Begin Records provided

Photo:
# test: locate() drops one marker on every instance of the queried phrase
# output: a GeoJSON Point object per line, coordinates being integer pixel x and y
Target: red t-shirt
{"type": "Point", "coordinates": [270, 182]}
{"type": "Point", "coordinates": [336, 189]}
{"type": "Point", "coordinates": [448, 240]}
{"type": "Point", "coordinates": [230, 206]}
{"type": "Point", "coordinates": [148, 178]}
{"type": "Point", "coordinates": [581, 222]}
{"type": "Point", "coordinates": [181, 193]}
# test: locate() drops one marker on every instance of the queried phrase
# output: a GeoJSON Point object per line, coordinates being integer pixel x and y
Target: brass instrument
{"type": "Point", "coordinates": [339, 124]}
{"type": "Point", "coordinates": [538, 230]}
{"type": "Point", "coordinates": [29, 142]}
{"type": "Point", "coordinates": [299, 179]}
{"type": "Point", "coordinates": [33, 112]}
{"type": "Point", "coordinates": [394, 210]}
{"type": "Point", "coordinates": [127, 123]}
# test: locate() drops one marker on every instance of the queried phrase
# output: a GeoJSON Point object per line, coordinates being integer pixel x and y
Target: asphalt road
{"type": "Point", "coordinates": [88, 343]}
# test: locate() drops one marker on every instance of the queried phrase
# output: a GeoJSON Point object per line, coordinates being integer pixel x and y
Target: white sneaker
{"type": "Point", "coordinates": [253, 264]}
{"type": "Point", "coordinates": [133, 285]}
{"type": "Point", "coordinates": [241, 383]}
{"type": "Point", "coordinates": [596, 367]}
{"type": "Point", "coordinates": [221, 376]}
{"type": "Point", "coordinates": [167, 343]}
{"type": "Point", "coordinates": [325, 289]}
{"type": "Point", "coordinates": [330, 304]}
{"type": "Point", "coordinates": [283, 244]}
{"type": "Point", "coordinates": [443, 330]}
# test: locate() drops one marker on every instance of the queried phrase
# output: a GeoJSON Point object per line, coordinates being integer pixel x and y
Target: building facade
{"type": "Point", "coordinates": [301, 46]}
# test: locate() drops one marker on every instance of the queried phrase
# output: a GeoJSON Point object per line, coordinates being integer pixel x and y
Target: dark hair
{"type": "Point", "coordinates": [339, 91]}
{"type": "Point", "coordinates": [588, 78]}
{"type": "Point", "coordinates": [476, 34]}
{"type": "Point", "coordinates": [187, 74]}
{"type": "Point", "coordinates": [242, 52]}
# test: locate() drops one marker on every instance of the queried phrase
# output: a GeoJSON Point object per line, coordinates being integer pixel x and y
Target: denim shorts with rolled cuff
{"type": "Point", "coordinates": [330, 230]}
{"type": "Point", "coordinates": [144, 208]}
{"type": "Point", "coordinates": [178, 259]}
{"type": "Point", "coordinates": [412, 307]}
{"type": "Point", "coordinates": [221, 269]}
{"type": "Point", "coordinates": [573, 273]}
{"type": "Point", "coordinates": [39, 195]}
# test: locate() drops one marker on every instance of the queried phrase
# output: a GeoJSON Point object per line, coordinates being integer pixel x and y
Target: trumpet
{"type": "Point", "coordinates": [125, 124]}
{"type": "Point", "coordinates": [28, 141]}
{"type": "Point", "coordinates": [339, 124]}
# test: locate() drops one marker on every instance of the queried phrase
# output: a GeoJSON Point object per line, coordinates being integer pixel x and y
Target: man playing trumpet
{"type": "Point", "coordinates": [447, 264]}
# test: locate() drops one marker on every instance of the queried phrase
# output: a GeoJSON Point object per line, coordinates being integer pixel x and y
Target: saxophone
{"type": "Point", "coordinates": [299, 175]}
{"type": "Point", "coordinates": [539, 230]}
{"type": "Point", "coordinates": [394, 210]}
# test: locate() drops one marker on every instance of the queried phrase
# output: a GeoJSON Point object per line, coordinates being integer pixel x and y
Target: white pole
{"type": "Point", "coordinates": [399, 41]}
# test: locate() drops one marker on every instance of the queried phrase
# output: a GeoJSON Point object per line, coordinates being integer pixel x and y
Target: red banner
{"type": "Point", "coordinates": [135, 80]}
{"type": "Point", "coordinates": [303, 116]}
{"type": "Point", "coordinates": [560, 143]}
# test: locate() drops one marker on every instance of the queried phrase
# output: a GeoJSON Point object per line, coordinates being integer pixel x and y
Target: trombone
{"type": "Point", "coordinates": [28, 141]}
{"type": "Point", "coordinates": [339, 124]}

End Records provided

- [Exercise brief] Identify every line above that contains the word "white" and copy each one.

- [Answer to this task]
Target: white sneaker
Target: white pole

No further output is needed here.